> Work to be completed
Look below for the line containing "-- sample [135,183].", then write out that line and every line after it to the end, exactly, minus the pictures.

> Dataset records
:::
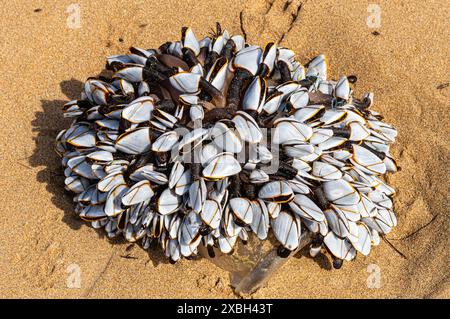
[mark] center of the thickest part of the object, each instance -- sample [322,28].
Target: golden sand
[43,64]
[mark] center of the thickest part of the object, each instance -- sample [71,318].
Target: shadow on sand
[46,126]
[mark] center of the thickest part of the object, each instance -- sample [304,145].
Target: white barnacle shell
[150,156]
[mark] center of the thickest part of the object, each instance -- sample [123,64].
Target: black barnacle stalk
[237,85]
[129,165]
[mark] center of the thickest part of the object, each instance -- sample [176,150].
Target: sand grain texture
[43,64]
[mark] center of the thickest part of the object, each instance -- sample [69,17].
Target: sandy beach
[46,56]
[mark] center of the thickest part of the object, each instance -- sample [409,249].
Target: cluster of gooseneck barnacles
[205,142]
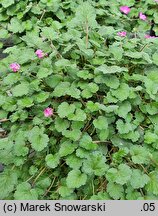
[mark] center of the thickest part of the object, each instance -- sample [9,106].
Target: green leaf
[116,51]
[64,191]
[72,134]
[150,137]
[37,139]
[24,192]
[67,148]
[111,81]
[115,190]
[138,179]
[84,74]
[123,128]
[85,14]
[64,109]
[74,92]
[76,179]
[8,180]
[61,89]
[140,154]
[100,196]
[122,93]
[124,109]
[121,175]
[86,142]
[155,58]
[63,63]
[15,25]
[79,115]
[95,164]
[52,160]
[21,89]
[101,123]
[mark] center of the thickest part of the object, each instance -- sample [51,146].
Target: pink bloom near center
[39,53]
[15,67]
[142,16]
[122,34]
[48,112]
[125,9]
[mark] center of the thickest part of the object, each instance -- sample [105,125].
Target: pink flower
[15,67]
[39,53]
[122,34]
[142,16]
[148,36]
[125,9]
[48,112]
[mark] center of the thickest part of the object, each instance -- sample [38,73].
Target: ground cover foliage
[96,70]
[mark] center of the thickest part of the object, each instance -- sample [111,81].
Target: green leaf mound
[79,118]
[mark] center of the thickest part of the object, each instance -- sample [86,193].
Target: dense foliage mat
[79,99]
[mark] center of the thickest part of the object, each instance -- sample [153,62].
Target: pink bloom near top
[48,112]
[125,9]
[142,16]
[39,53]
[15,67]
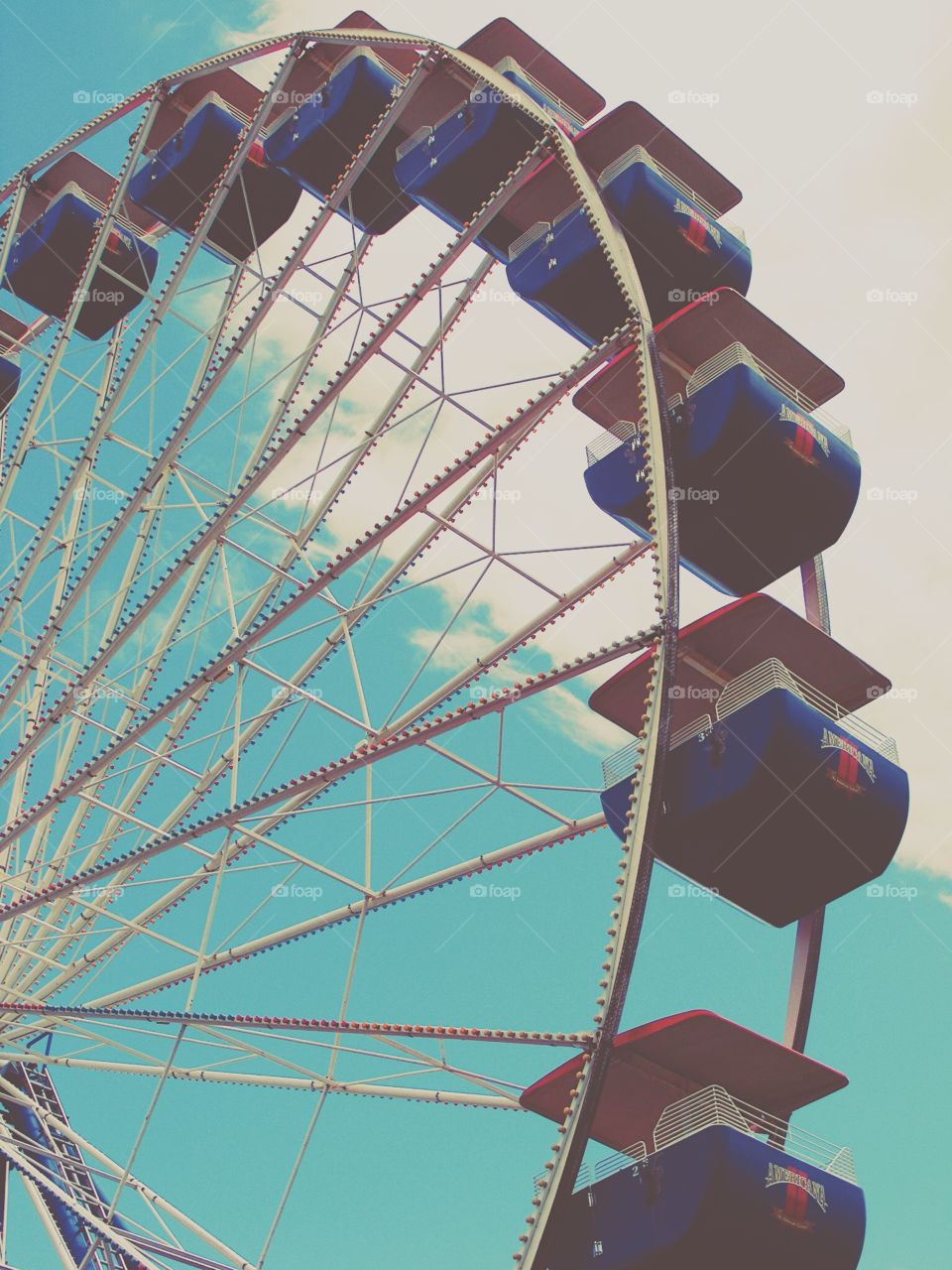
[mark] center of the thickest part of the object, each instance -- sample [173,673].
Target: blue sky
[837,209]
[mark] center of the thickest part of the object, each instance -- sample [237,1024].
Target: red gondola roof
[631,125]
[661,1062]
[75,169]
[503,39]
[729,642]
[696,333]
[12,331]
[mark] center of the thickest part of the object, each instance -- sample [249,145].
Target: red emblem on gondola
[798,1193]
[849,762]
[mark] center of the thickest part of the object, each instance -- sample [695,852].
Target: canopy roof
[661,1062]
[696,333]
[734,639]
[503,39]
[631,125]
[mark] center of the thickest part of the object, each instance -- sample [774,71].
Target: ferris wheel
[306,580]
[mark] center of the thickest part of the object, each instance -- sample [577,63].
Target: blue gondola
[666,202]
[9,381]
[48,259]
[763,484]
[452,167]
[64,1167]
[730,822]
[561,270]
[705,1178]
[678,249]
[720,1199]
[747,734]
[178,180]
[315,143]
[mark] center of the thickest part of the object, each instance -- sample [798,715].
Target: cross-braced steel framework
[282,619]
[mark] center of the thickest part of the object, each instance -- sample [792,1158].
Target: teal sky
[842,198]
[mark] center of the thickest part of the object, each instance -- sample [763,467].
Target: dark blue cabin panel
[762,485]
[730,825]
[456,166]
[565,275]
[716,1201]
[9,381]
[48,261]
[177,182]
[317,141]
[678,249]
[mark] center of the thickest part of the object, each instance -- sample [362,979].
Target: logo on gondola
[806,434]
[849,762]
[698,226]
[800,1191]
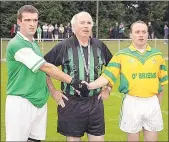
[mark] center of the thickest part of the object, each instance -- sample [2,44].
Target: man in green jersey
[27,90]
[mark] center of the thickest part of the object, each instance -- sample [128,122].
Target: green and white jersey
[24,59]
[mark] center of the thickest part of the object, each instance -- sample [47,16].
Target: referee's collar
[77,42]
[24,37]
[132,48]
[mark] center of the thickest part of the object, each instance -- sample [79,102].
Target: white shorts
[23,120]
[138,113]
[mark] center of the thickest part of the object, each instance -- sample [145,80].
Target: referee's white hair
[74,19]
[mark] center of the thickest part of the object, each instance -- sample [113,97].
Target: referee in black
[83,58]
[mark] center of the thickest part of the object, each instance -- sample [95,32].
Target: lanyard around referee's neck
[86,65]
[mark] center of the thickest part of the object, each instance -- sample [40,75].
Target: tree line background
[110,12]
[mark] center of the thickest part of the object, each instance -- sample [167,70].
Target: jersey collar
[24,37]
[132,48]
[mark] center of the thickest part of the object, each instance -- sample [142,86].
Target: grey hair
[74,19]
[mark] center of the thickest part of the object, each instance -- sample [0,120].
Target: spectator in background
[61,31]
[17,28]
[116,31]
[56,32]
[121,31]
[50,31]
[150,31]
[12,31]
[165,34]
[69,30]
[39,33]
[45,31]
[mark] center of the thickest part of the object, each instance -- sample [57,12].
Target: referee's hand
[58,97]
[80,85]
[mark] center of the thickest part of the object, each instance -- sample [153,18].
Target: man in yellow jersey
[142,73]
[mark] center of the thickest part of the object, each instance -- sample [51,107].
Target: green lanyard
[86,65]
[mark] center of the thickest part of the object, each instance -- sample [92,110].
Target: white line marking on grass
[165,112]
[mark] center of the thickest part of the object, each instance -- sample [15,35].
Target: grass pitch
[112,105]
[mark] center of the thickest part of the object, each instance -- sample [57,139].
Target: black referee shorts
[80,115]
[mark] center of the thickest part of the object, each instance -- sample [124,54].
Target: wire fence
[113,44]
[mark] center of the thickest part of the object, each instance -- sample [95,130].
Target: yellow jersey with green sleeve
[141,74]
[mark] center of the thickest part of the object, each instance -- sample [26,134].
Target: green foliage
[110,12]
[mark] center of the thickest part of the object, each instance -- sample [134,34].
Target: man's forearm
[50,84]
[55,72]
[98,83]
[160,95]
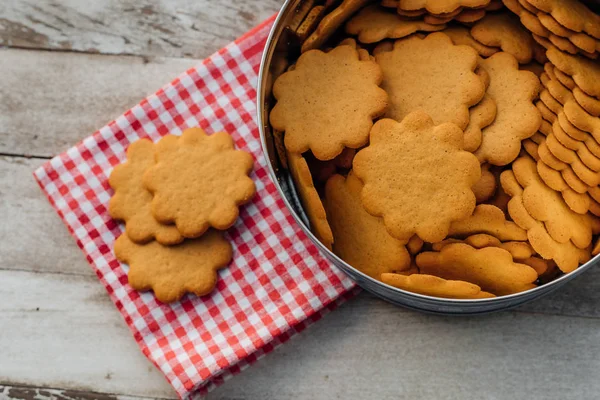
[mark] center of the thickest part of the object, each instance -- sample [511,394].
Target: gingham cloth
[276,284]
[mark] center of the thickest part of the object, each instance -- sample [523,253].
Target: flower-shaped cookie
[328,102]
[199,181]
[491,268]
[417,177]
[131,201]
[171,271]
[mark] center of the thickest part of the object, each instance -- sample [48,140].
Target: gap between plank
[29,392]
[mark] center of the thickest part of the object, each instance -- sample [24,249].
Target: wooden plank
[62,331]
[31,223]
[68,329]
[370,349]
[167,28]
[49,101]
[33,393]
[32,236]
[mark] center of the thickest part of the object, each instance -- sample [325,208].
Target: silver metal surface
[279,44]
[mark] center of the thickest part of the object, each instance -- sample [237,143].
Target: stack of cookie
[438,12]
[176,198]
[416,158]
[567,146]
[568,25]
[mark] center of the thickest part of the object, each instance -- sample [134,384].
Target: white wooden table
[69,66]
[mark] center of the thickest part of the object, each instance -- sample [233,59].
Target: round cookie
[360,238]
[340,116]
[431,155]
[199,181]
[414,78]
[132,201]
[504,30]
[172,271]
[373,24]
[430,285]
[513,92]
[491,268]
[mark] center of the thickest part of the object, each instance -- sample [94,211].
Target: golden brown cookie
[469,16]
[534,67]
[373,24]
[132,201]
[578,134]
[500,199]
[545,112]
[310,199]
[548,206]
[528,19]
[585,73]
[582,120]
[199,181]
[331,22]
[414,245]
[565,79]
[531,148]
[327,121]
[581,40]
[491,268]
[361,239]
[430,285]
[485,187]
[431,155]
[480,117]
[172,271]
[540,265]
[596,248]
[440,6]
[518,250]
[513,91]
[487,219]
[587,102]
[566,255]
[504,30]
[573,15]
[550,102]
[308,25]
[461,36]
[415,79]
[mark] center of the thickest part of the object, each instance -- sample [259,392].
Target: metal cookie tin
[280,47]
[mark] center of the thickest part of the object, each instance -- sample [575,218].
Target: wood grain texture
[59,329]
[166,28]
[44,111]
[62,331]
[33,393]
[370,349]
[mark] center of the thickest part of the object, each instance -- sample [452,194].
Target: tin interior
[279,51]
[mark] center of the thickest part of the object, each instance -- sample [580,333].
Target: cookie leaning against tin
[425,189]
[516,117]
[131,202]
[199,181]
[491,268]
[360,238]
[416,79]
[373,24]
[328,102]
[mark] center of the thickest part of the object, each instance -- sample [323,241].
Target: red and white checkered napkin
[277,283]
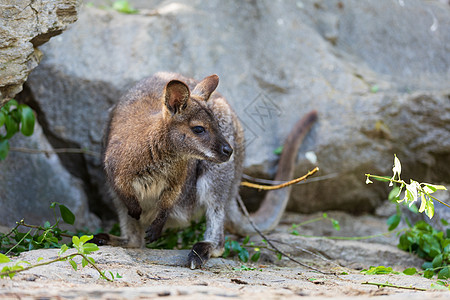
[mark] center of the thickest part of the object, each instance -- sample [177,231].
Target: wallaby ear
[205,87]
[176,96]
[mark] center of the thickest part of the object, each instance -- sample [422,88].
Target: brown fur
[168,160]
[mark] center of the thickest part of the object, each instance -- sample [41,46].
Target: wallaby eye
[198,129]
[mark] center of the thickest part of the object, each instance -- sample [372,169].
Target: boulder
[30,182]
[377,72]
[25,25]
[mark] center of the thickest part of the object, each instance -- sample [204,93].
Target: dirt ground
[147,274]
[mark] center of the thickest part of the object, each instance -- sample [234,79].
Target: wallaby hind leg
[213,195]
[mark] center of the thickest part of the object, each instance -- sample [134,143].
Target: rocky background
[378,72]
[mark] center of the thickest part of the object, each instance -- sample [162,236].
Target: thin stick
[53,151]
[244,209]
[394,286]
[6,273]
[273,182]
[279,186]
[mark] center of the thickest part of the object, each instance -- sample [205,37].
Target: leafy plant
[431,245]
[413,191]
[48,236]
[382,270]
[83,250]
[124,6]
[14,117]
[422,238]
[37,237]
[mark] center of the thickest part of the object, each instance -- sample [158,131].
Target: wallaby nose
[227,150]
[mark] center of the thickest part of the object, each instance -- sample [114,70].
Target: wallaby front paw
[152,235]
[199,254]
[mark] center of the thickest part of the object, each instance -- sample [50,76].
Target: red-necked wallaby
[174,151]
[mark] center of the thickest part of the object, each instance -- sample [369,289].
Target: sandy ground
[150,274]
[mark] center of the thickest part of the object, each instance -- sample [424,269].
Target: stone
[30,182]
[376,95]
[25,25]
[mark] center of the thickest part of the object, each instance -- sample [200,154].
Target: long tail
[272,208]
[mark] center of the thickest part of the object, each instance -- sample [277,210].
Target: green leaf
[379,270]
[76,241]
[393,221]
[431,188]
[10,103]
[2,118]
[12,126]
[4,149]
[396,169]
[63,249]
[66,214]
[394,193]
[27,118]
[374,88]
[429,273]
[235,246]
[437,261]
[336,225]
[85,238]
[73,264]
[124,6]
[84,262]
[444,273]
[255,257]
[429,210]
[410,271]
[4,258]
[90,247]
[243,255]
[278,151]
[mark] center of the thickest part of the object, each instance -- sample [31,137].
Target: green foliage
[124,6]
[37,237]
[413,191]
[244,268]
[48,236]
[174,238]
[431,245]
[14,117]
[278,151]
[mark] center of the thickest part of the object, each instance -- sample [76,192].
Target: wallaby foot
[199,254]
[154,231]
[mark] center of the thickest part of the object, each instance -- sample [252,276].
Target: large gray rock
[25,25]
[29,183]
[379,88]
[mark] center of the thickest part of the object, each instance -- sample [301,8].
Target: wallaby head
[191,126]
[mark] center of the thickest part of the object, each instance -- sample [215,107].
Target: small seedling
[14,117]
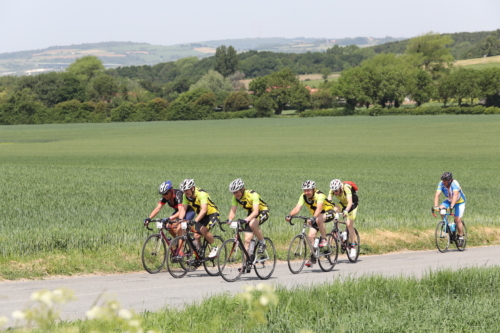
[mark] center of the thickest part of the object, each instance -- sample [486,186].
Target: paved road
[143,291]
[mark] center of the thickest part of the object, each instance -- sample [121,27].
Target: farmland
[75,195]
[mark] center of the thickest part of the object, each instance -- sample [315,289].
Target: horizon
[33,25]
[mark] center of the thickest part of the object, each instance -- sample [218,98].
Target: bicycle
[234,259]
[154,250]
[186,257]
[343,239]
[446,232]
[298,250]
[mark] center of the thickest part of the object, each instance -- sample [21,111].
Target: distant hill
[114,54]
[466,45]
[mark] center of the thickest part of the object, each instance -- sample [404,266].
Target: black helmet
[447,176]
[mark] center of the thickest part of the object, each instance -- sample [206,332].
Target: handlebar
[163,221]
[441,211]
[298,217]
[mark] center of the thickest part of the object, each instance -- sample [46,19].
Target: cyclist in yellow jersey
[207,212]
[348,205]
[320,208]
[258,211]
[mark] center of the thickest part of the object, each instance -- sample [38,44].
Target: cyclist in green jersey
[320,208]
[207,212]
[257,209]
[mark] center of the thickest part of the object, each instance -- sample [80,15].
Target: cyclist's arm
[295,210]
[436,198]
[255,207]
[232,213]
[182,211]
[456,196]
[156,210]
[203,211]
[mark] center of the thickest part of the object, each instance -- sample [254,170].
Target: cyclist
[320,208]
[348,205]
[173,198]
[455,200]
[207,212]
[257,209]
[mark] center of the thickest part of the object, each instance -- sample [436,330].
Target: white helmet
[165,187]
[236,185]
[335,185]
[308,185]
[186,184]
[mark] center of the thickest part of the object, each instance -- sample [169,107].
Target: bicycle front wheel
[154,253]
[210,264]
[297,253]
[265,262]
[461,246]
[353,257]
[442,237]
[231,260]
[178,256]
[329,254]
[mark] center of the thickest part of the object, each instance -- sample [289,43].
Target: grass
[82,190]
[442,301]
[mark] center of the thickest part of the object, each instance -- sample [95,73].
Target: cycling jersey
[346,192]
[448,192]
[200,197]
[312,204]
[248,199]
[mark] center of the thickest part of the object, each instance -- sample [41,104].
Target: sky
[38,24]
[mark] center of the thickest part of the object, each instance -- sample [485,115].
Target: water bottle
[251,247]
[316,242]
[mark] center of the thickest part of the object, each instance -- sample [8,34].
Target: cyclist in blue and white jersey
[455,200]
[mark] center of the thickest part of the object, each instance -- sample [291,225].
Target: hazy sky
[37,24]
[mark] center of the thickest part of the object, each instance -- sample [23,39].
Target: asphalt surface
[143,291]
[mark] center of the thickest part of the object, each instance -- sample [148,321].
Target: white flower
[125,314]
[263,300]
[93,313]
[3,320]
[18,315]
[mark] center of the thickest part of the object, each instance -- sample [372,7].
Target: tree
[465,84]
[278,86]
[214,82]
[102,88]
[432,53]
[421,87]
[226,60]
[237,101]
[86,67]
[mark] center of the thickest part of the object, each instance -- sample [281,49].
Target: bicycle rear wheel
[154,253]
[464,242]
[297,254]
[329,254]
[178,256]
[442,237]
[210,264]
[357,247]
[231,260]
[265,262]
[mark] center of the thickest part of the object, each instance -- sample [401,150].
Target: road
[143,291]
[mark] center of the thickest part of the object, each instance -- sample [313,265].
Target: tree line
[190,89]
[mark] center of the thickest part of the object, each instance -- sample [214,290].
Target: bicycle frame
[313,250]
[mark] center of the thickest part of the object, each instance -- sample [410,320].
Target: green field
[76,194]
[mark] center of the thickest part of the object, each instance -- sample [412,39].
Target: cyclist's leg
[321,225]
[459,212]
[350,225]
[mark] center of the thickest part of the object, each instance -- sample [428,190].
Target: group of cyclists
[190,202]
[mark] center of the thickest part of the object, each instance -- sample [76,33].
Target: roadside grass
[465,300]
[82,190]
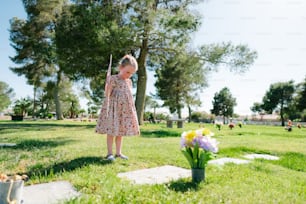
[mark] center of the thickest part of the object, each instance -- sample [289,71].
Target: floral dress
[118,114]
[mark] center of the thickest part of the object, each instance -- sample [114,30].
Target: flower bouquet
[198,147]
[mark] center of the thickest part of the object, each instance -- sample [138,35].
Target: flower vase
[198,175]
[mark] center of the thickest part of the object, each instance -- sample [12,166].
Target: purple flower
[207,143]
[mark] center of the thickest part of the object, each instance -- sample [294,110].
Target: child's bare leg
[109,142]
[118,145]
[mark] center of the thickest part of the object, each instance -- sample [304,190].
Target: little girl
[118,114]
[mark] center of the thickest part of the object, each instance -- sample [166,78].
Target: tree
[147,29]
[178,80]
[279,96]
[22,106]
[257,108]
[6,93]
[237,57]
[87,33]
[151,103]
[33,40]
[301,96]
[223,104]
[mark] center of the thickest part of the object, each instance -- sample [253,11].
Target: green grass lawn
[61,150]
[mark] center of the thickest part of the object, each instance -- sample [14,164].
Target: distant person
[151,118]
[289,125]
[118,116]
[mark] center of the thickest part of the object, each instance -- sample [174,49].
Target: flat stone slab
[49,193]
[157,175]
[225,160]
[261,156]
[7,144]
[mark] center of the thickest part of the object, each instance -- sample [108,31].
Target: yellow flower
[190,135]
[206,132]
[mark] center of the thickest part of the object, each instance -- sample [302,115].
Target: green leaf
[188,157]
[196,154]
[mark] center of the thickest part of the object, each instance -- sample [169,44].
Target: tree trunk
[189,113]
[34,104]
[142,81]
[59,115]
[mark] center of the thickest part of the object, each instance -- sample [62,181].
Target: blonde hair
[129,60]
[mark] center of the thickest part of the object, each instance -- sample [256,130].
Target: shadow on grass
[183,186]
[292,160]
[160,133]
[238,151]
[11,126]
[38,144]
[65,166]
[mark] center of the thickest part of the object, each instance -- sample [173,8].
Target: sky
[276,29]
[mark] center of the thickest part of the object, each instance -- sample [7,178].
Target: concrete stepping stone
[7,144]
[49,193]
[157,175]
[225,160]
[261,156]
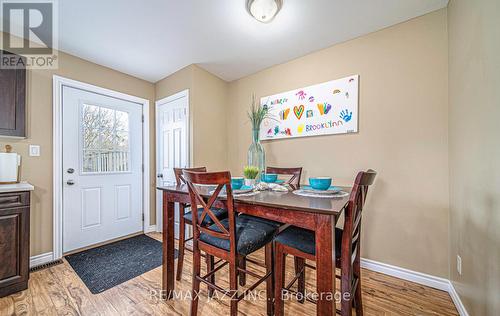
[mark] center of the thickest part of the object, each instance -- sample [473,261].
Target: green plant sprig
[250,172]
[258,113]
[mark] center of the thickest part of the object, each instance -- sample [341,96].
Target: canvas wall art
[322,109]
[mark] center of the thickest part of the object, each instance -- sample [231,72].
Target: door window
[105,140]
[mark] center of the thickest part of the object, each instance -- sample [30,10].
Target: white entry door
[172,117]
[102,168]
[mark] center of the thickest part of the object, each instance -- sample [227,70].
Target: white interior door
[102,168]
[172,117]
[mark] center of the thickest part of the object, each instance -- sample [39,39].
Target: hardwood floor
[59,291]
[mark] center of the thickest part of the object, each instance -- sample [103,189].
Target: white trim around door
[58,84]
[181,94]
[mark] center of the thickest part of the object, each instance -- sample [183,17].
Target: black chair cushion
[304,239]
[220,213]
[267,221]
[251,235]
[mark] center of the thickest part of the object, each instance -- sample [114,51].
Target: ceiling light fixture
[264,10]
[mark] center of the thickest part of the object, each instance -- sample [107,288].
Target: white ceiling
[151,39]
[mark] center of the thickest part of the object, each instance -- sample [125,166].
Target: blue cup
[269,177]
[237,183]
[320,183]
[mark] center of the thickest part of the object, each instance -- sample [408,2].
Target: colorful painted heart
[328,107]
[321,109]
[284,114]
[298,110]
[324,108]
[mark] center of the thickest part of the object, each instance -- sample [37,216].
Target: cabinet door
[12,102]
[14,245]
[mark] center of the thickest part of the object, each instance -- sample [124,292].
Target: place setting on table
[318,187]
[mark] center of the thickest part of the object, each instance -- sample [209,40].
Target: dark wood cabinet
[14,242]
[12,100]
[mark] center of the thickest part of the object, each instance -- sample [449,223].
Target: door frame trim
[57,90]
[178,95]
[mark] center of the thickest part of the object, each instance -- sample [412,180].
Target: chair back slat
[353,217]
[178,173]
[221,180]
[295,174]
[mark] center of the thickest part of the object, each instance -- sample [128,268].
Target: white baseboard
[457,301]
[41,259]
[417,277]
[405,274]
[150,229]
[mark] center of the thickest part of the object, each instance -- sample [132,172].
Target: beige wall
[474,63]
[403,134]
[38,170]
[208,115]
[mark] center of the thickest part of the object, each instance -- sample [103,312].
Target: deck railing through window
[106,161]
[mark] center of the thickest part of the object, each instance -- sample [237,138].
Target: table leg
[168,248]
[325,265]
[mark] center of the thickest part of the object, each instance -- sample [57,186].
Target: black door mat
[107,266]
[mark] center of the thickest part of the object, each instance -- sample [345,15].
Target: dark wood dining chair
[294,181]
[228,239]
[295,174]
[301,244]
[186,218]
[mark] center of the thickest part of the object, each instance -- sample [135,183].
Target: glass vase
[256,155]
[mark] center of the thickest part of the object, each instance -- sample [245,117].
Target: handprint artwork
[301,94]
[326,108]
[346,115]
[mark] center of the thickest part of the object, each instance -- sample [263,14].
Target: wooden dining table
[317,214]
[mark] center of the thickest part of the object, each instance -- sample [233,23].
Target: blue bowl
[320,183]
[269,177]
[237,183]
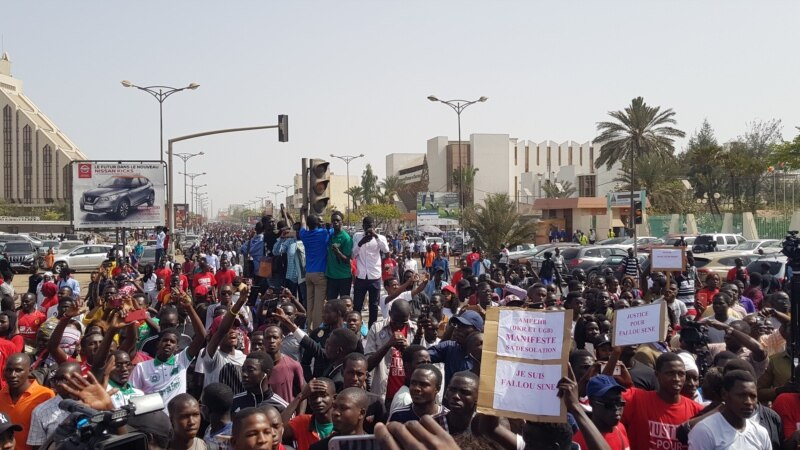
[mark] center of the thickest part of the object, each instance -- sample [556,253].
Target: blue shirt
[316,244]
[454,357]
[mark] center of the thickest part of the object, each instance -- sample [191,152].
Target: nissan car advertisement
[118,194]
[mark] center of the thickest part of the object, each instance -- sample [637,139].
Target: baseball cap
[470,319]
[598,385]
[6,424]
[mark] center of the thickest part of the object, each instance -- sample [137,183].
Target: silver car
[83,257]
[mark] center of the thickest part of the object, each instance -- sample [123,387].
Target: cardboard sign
:::
> Exercise response
[mark] center of the thickest part of the object, each instance -- sample [135,183].
Target: glass vase
[256,155]
[mark] center of the thickest part of the object, each instance -- sample [245,117].
Target: handprint artwork
[301,94]
[326,108]
[346,115]
[mark] center of the thickest part of the object, each instance -- sample [263,14].
Target: wooden dining table
[317,214]
[mark] center of the thickest part of the object, each instance -- sample [233,23].
Target: blue bowl
[320,183]
[269,177]
[237,183]
[mark] center of the thickest part of the object, each instance -- sample [556,253].
Target: blue shirt
[316,244]
[454,357]
[mark] center of the thickest part of the object, each instance -- sample [191,152].
Target: nissan car advertisement
[118,194]
[mark] center of the thickest part of the object, each instance -- sample [637,139].
Target: baseball cap
[470,319]
[598,385]
[6,424]
[mark] center of the thickest part of the object, each instance -- sample [137,183].
Target: silver car
[83,257]
[mark] center of the thickest part of the object, each instance -- sample [123,387].
Target: cardboard sign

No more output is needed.